[What needs to be done] Exactly as given, repeat all of the entries.

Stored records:
▬▬▬▬▬▬
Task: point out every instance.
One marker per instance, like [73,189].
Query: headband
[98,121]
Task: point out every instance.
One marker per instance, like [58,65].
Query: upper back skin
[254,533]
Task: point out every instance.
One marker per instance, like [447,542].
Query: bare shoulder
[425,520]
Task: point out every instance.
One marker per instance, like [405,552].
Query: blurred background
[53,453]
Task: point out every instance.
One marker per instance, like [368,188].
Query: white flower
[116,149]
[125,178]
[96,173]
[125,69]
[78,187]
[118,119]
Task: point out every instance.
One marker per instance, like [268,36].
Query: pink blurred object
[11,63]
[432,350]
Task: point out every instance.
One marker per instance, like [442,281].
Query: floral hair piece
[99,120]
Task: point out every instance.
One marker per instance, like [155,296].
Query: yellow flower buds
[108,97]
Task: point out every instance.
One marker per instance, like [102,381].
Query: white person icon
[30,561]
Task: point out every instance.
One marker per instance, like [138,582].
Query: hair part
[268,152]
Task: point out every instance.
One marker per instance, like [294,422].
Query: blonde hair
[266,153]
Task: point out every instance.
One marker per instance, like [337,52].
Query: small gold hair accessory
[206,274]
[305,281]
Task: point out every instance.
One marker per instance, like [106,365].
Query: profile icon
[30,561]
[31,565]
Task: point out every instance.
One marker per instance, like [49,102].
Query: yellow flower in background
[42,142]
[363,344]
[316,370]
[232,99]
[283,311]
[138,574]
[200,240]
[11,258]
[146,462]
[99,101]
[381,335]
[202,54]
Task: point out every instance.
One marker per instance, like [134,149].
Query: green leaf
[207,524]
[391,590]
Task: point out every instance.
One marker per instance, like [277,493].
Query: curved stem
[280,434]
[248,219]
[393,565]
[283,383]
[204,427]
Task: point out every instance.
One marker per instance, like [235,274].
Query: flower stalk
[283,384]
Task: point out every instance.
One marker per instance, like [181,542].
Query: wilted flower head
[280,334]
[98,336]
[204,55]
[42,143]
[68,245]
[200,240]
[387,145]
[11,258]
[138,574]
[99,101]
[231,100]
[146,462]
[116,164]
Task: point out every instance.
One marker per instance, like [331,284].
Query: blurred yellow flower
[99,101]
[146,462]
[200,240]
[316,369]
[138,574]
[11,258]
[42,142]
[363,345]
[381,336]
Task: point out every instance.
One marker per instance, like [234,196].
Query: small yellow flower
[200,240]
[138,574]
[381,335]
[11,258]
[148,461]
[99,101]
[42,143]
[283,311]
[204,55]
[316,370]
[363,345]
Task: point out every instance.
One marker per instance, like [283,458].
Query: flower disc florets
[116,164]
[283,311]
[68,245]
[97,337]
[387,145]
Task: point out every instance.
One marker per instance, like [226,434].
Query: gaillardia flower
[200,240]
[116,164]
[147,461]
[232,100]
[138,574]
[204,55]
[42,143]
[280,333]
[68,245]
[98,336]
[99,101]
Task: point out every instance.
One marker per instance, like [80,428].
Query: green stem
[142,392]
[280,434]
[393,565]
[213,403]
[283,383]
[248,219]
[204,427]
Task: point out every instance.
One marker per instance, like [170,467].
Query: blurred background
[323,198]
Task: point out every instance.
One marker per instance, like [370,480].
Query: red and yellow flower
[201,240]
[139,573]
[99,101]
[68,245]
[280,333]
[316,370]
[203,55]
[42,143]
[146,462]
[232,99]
▬▬▬▬▬▬
[Response below]
Task: point out every instance.
One marker per instance, like [73,189].
Query: headband
[98,121]
Task: point out every instance.
One marker per instance, like [58,65].
Query: upper back skin
[254,533]
Task: point out every instance.
One marker per instance, like [447,542].
Query: bare shoulder
[425,520]
Task: point out every instance.
One marker per instance, like [405,552].
Query: blurred background
[53,453]
Task: point out every instance.
One marker per instance, like [368,188].
Query: white flower
[116,149]
[125,178]
[96,173]
[125,69]
[78,187]
[118,119]
Task: point out every instance.
One marker per instance, like [268,36].
Query: pink blurred object
[11,63]
[432,350]
Task: point out every instance.
One marker per instance, like [442,281].
Query: floral hair piece
[99,120]
Task: point out every instance.
One marker per instance, like [155,296].
Query: yellow flower buds
[108,97]
Task: point out every instance.
One marker per instance, like [102,381].
Query: white person icon
[30,561]
Task: point out every instance.
One marker per instance, like [138,582].
Query: hair part
[268,152]
Task: point out every instance.
One marker per instance, like [294,422].
Query: blonde hair
[266,153]
Task: point out every instance.
One marker per instance, like [337,52].
Query: small gold hair accessory
[206,274]
[305,281]
Task: point out every instance.
One marker per instance, like [106,365].
Query: profile icon
[30,561]
[31,565]
Task: point out every instance.
One marker per instance, like [49,102].
Query: yellow flower in background
[42,142]
[363,344]
[316,370]
[232,99]
[283,311]
[138,574]
[200,240]
[11,258]
[146,462]
[99,101]
[381,335]
[202,54]
Task: point out every instance.
One marker per instance, like [134,149].
Query: green leaf
[207,524]
[391,590]
Task: point out every instance.
One marker per instance, like [277,493].
Query: curved stem
[280,434]
[248,219]
[393,565]
[283,383]
[204,427]
Task: point out every instance.
One marker per instance, like [235,274].
Query: flower stalk
[283,384]
Task: point out every instance.
One marker per instance, like [181,542].
Query: wilted flower head
[280,334]
[98,336]
[204,55]
[42,143]
[68,245]
[200,240]
[387,145]
[11,258]
[138,574]
[99,101]
[231,100]
[146,462]
[116,164]
Task: point out every instance.
One marker per instance, like [331,284].
Query: blurred yellow flower
[99,101]
[146,462]
[200,240]
[316,369]
[138,574]
[11,258]
[42,142]
[363,345]
[381,336]
Task: point out every instance.
One marker per instance, like [234,196].
Query: small yellow flower
[200,240]
[138,574]
[381,335]
[11,258]
[148,461]
[99,101]
[42,143]
[283,311]
[204,55]
[316,370]
[363,345]
Task: point out every instance.
One marker per instance, like [283,458].
Query: flower disc florets
[116,164]
[283,311]
[68,245]
[97,337]
[387,145]
Task: point out every instance.
One marker per instance, like [226,434].
Query: gaillardia flower
[200,240]
[116,164]
[147,461]
[232,100]
[138,574]
[204,55]
[42,143]
[280,333]
[68,245]
[98,336]
[99,101]
Task: point out every instance.
One marker per instance, like [80,428].
Query: green stem
[142,392]
[280,434]
[393,565]
[213,403]
[283,383]
[248,219]
[204,427]
Task: point out every instance.
One marker per instance, like [170,467].
Query: blurred background
[323,198]
Task: point out every instance.
One marker per instance, like [370,480].
Query: red and yellow flower
[201,240]
[139,573]
[99,101]
[68,245]
[280,333]
[316,370]
[203,55]
[42,143]
[146,462]
[232,99]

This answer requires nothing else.